• **Problem to work on**
Copy every item below word for word, leaving out the pictures.

══════════════════════════════

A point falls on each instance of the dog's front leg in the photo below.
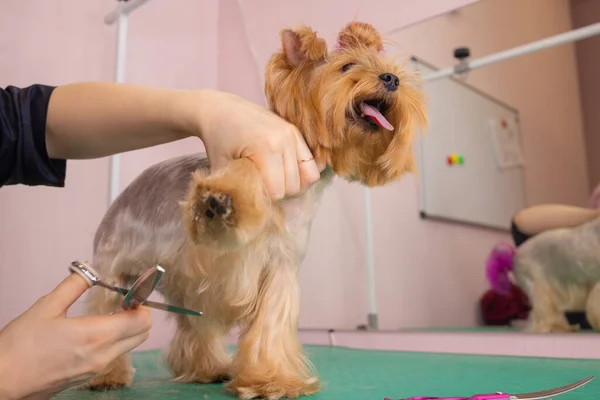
(270, 362)
(227, 209)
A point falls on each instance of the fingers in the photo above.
(272, 173)
(123, 324)
(65, 294)
(127, 344)
(307, 166)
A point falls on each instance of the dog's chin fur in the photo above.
(559, 270)
(230, 251)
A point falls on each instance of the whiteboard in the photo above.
(487, 188)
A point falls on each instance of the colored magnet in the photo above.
(454, 159)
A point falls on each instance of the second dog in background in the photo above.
(228, 249)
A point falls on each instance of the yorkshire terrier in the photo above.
(228, 249)
(559, 270)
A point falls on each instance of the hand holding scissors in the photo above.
(138, 294)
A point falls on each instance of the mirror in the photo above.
(516, 138)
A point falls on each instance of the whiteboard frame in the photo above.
(419, 156)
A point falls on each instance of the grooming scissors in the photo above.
(138, 293)
(546, 394)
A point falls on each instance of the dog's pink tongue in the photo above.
(375, 116)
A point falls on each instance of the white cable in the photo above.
(567, 37)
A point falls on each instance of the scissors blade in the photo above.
(170, 308)
(552, 392)
(144, 286)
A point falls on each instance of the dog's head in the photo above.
(357, 110)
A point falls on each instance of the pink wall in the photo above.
(203, 44)
(193, 45)
(585, 12)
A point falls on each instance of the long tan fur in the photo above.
(229, 250)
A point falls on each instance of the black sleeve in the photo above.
(23, 156)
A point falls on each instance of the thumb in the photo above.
(66, 293)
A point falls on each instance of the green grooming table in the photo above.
(369, 374)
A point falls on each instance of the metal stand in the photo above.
(121, 16)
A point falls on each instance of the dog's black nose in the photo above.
(390, 81)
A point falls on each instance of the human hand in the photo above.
(42, 352)
(234, 128)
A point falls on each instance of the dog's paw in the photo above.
(113, 380)
(273, 388)
(216, 207)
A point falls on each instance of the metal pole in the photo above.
(121, 16)
(121, 62)
(125, 7)
(567, 37)
(372, 317)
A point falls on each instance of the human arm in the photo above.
(90, 120)
(97, 119)
(42, 352)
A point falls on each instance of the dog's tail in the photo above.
(499, 265)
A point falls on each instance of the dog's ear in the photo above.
(360, 34)
(302, 44)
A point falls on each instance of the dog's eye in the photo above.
(346, 67)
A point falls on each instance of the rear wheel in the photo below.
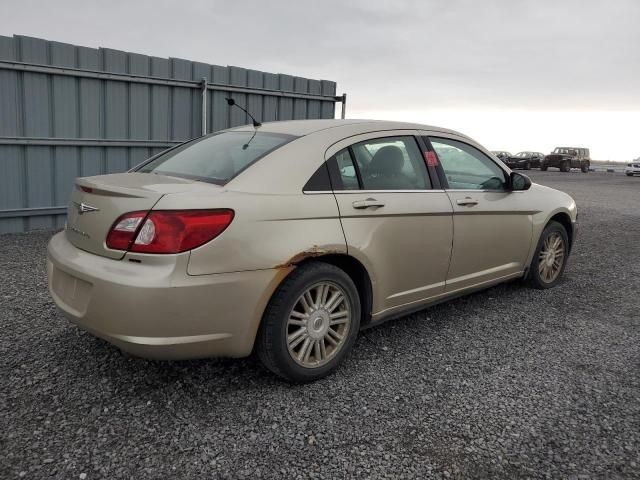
(310, 323)
(549, 259)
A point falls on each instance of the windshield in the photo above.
(216, 158)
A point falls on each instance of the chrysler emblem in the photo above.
(84, 208)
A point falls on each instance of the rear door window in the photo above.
(466, 167)
(216, 158)
(390, 163)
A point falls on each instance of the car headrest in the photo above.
(388, 160)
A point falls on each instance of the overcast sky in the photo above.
(513, 74)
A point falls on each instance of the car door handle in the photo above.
(369, 202)
(467, 202)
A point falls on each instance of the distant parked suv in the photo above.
(501, 154)
(524, 160)
(633, 168)
(566, 158)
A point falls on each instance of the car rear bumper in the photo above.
(155, 309)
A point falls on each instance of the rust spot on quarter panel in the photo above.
(314, 251)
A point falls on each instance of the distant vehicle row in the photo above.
(633, 168)
(564, 158)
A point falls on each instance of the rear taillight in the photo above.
(167, 231)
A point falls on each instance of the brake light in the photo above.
(167, 231)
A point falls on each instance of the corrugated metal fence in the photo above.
(68, 111)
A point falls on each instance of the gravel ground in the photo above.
(510, 382)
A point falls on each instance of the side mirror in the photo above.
(519, 182)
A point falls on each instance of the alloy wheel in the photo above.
(551, 257)
(318, 325)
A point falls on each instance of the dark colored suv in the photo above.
(566, 158)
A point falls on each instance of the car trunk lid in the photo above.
(97, 202)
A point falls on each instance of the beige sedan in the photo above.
(289, 238)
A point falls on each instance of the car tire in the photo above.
(283, 318)
(542, 261)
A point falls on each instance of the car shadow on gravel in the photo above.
(86, 356)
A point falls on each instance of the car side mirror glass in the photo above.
(519, 182)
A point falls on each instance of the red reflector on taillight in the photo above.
(124, 230)
(168, 231)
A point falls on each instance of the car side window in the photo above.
(466, 167)
(391, 163)
(346, 170)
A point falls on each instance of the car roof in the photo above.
(354, 126)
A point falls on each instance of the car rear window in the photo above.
(216, 158)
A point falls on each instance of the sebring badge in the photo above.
(84, 208)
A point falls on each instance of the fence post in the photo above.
(204, 105)
(344, 105)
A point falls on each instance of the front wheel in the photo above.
(310, 323)
(550, 257)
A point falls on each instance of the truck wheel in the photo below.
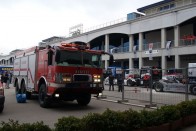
(43, 100)
(1, 108)
(158, 87)
(193, 89)
(84, 99)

══════════════════════════════

• **Response**
A point falls on each instance of the dog's front leg in the photo below.
(270, 362)
(227, 209)
A point falls on each instance of the fingers in the photo above.
(272, 173)
(123, 324)
(65, 294)
(127, 344)
(307, 166)
A point falls on each instance of the dog's chin fur in the photo above.
(559, 270)
(230, 251)
A point falls on each instance of the whiteboard in the photo above.
(487, 188)
A point falls on each instance of the colored magnet in the photo above.
(454, 159)
A point falls on each instance of the second dog in background in the photo above.
(228, 249)
A point falls on each instance of the yorkshire terrier in the photo above.
(228, 249)
(559, 270)
A point falls on each instance of the hand holding scissors in the photo above.
(138, 294)
A point falls on each instance of the mirror in the photo above.
(516, 138)
A point falls on each instance of the whiteboard frame in the photo above.
(419, 156)
A point falls on each instance of the grooming scissors in the photo above.
(138, 293)
(546, 394)
A point falls on each instance of the dog's pink tongue in the photo above.
(375, 116)
A point falls on each instance of the white cable in the photo above.
(567, 37)
A point falls on each instance of the scissors blade in the photo above.
(170, 308)
(552, 392)
(144, 286)
A point falls on each instance of the dog's head in the photo above.
(357, 110)
A point falls on each instance of the pink wall in the photo above.
(203, 44)
(193, 45)
(585, 12)
A point falls on each instance of the long tan fur in the photo above.
(229, 250)
A point falls on each instance of the black sleeve in the photo above.
(23, 156)
A point falls on each instance of the thumb in the photo above.
(66, 293)
A point falls on each instance of the green grooming table in the photo above.
(369, 374)
A point falls on each instance of the metal stand in the photo above.
(121, 16)
A point falls on each instance of the dog's black nose in the photo above.
(390, 81)
A point falls on each instance of the human hand in the photo above.
(42, 352)
(234, 128)
A point falls on each instance of the dog's paw in the photo above.
(113, 380)
(273, 388)
(216, 207)
A point falls on each instance of the metal pole in the photo above.
(121, 16)
(121, 62)
(125, 7)
(567, 37)
(372, 317)
A point falls on each instance of the human arm in the photo above.
(90, 120)
(97, 119)
(42, 352)
A point falls on each instance of the dog's tail in the photo above.
(499, 265)
A point falls on each instance of the dog's ear in the photo above.
(360, 34)
(302, 44)
A point falls on each instance of the dog's eye in the photo above.
(346, 67)
A point falls on each instance of the rear wheel in the photo below.
(310, 323)
(549, 259)
A point falls on each instance of the windshield in the photo above.
(216, 158)
A point falls on each instance of the chrysler emblem in the photo above.
(84, 208)
A point falls on each instance of the rear door window in the photo above.
(466, 167)
(216, 158)
(390, 163)
A point falls on each instance of the car headrest in the photo above.
(388, 160)
A point falls on each instance of the overcast sky in the photo above.
(513, 74)
A point falls on each instance of the car door handle in the photo above.
(369, 202)
(467, 202)
A point falls on each instance of the distant parked suv in the photo above.
(501, 154)
(524, 160)
(633, 168)
(566, 158)
A point falls on each instance of the car rear bumper in the photo above.
(155, 309)
A point falls on each instance of the rust spot on quarter panel in the photo above.
(314, 251)
A point falls on each instance of the distant vehicle row in the photo above.
(633, 168)
(564, 158)
A point falls on each instance of the rear taillight in the photo above.
(167, 231)
A point falls on each instance of the brake light in the photo above.
(167, 231)
A point falls on each instance of the corrugated metal fence in the photo above.
(68, 111)
A point falls on each instance of the gravel ground in the photo above.
(510, 382)
A point falls on each instance of the side mirror in the photo above.
(519, 182)
A point falls on each instance of the alloy wheel in the photo above.
(551, 257)
(318, 325)
A point falls on each instance of the dark colored suv in the photo above.
(566, 158)
A point falls on each instance of the car trunk lid in the photo above.
(97, 202)
A point falls on each instance of the beige sedan in the photo above.
(289, 238)
A point falls on each instance of the car tire in the photo above.
(283, 318)
(542, 261)
A point falls on each instance of the car shadow on gravel in the photo above.
(86, 356)
A point falls on each instance of the car side mirror glass in the photo above.
(519, 182)
A point falls on each instance of the red reflector on taillight in the photo above.
(124, 230)
(168, 231)
A point falls on each instance of the car side window in the photo above.
(466, 167)
(391, 163)
(346, 170)
A point falls on each instance of the car roof in the photo above.
(354, 126)
A point falls on each instance of the car rear window in the photo above.
(216, 158)
A point falls on each instance of the sebring badge in the photo above.
(84, 208)
A point falls on each instance of the fence post in the photo above.
(204, 105)
(344, 105)
A point falls on each instance of the front wheel in the photo above.
(310, 323)
(550, 257)
A point falls on each instance of the truck wheel in the photo below.
(43, 100)
(1, 108)
(158, 87)
(193, 89)
(84, 99)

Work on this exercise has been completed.